> [EXERCISE PROMPT]: Copy everything from "As with all" down to "the remaining criminal." in the Fargo review below, word for word.

> [EXTRACTED TEXT]:
Dir. Joel Cohen
Starring: Frances McDormand,
William H. Macy, Steve Buscemi, Harve Presnell
Fargo almost got mis-filed. The city of Fargo is located in the
state of North Dakota. However, other than an opening scene in Fargo and a
closing scene in Bismarck none of the rest of the film is set in North Dakota.
Instead, the film is quite firmly set in Minnesota, and makes great play of
several of the state’s idiosyncrasies. Good job I twigged rather than leaving
it another eleven weeks and getting a nasty surprise.
The plot of Fargo centres on a crime gone wrong. Minneapolis car salesman Jerry
Lundegaard (William H. Macy) is so deep in debt that he can only think of one
way to cover his losses: he arranges for his wife to be kidnapped. Her father
is very wealthy – and very condescending towards Jerry. This ridiculous scheme sees
Jerry making contact with two criminals in Fargo – the weaselly and “kinda funny-lookin’” Carl (Steve
Buscemi) and the taciturn Norse giant Gaear (Peter Stormare). For a car and
$40,000 (half of what Jerry says will be the ransom) they agree to drive to his
house, kidnap his wife, and then release her once Jerry delivers the money.
As with all great criminal plans it
falters on one small mistake. Carl forgets to take the dealer plates off the
car, and they are stopped by a policeman. A ham-fisted attempt to bribe the
trooper doesn’t work and Gaear shoots him dead. A passing car sees Carl
dragging away the corpse; Gaear pursues, runs them off the road, and then
shoots the survivors. This crime brings in the heavily pregnant police
detective Marge Gunderson (Frances McDormand) to investigate. She traces the
car back to Lundegaard’s showroom; upon returning to Brainerd she is lucky
enough to spot the vehicle itself and apprehend the remaining criminal.

> [DATASET ENTRIES]:
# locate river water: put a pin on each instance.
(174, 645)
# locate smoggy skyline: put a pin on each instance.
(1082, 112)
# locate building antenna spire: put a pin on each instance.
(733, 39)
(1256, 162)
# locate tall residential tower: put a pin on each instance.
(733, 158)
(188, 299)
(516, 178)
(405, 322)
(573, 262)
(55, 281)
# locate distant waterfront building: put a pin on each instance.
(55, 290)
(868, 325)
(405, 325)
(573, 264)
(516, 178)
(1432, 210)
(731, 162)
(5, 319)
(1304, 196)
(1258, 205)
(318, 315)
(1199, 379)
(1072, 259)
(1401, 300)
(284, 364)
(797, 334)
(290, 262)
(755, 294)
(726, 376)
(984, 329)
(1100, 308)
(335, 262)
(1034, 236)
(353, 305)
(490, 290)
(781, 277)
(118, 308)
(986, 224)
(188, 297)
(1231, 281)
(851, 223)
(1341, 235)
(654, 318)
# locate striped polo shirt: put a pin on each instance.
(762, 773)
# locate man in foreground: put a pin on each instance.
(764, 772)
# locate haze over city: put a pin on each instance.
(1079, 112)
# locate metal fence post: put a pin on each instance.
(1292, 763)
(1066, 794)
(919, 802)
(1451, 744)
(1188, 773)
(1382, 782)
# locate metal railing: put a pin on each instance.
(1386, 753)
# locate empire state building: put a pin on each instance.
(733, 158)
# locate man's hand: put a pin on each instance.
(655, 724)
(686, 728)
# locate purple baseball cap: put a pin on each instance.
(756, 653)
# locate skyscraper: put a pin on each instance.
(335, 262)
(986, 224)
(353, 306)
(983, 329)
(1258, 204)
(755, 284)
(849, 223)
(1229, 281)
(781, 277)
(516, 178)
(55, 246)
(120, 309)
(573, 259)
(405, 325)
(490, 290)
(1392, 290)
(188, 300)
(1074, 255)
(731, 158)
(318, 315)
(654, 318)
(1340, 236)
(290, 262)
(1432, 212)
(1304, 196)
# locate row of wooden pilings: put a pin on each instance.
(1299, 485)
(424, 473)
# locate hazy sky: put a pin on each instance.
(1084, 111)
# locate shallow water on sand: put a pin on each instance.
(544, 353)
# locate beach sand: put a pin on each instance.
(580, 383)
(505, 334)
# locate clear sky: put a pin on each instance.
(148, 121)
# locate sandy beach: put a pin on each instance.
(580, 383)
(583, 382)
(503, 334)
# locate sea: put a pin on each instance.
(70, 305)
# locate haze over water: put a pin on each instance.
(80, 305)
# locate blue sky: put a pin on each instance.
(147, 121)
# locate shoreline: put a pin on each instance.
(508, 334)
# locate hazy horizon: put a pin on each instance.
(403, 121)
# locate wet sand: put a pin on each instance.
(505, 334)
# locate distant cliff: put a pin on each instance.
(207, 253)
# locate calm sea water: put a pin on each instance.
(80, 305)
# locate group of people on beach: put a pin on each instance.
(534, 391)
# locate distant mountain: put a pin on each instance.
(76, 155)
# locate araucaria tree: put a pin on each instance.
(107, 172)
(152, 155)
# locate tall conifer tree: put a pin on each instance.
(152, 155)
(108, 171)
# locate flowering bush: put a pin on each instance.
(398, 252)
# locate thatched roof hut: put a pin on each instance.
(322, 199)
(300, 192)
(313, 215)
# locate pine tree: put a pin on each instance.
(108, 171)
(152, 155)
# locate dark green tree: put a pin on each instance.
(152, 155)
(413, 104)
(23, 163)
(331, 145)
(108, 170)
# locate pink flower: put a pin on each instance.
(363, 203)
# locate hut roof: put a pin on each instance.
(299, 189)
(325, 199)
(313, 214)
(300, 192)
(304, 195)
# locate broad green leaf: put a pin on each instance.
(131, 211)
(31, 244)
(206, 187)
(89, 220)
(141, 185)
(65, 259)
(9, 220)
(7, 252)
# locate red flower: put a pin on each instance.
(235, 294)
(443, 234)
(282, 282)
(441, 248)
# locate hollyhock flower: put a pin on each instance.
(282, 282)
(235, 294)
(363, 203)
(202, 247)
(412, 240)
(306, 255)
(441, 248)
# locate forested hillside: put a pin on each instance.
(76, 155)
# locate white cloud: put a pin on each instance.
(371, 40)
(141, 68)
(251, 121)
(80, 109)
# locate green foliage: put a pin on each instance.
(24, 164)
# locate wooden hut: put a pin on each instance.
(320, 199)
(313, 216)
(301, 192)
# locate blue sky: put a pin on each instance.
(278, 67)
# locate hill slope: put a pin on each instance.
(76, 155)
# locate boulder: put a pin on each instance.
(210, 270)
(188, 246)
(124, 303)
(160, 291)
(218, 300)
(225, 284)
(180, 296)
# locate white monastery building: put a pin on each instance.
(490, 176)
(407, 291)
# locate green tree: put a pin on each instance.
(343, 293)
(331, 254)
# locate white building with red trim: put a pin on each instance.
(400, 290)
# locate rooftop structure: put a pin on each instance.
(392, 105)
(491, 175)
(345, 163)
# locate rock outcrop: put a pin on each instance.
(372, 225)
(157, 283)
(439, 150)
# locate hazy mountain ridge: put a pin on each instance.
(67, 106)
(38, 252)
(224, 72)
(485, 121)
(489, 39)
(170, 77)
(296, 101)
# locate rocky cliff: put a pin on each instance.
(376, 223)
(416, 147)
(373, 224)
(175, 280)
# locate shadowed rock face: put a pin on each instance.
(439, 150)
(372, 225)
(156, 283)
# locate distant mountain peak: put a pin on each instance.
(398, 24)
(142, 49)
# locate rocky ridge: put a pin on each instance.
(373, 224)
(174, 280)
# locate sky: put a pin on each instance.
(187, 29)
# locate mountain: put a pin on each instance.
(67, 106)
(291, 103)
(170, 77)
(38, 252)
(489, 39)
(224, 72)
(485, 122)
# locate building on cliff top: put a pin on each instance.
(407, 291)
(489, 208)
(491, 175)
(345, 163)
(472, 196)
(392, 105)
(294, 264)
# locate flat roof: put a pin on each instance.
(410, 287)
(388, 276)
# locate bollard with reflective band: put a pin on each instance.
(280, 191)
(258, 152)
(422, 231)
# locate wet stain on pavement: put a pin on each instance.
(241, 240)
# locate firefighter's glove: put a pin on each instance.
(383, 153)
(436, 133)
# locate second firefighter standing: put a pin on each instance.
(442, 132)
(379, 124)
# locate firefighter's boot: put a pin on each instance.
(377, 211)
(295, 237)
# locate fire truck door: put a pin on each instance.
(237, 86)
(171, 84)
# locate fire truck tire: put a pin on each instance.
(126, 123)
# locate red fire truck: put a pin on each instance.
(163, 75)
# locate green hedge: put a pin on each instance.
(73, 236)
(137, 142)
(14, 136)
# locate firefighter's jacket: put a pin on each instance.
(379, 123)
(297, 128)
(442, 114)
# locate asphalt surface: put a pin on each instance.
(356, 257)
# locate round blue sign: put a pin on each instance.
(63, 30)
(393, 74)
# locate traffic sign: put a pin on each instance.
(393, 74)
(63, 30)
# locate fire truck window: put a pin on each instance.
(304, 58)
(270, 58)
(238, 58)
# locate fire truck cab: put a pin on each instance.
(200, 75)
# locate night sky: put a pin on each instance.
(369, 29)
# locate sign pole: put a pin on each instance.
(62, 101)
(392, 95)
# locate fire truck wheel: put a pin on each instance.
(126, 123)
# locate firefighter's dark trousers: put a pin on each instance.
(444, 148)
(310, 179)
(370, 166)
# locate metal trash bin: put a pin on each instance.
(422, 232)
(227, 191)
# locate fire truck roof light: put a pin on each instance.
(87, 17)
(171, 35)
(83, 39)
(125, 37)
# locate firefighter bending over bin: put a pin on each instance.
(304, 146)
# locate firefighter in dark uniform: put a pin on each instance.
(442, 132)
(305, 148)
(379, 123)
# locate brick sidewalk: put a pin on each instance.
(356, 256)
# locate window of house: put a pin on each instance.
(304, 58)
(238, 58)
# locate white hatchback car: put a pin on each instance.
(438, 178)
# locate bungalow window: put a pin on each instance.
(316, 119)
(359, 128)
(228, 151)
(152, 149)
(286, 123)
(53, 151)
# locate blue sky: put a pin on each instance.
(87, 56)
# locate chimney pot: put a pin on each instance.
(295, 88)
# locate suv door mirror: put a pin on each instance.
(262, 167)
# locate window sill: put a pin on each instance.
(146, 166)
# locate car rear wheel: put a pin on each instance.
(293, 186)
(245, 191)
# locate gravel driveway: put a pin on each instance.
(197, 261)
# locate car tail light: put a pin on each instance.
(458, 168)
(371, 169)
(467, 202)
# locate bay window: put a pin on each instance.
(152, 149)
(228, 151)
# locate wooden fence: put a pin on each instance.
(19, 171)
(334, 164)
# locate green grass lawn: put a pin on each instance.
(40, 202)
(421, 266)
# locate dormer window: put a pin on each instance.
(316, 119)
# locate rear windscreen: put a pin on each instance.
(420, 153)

> [THE OUTPUT]:
As with all great criminal plans it
falters on one small mistake. Carl forgets to take the dealer plates off the
car, and they are stopped by a policeman. A ham-fisted attempt to bribe the
trooper doesn’t work and Gaear shoots him dead. A passing car sees Carl
dragging away the corpse; Gaear pursues, runs them off the road, and then
shoots the survivors. This crime brings in the heavily pregnant police
detective Marge Gunderson (Frances McDormand) to investigate. She traces the
car back to Lundegaard’s showroom; upon returning to Brainerd she is lucky
enough to spot the vehicle itself and apprehend the remaining criminal.